(Referring expression data)
------------------------------------------------------------------------
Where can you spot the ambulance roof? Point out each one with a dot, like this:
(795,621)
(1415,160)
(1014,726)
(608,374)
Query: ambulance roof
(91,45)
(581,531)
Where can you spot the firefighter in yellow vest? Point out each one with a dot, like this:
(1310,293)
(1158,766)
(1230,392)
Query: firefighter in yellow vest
------------------------------------------------------------------------
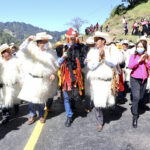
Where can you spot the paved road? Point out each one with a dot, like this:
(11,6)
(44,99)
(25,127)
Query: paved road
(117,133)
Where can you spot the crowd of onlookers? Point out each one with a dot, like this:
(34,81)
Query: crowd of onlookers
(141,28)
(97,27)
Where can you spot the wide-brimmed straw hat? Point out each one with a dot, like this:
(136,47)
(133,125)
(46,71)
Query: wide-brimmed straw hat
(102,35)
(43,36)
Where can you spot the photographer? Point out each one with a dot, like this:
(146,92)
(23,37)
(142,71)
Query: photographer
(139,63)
------------------------------------------------------------------------
# Assignment:
Copy the entries above exactly, but only from the line holding "Where can you spot the firefighter" through the line holding "Query: firefighter in yellow vest", both included.

# Written reply:
Where can you spot the firefighter in yellow vest? Point out each one with a dot, like this:
(1310,293)
(1158,766)
(1230,392)
Query: firefighter in yellow vest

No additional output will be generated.